Work to be completed
Copy word for word the entries below, from the line containing "For this drill the class indicates the cockpit window" through the last line of the entries.

Supplied material
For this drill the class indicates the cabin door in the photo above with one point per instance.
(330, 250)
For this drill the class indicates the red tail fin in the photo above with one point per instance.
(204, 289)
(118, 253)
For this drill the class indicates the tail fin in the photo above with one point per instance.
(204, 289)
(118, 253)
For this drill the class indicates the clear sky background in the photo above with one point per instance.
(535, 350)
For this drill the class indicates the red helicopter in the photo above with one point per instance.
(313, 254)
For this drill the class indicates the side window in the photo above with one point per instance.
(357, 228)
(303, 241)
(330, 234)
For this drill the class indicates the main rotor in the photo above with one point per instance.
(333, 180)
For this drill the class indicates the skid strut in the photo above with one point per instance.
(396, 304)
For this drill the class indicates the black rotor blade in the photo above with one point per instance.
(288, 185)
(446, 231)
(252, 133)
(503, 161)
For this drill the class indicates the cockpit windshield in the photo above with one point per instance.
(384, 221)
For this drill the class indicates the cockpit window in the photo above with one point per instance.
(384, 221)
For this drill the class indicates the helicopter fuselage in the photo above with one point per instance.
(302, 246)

Exercise result
For this drill the class indicates the cockpit window in the photo above with one point per instance.
(384, 221)
For this drill the class indicates the helicopter fuselage in the photo above with one point per instance.
(302, 246)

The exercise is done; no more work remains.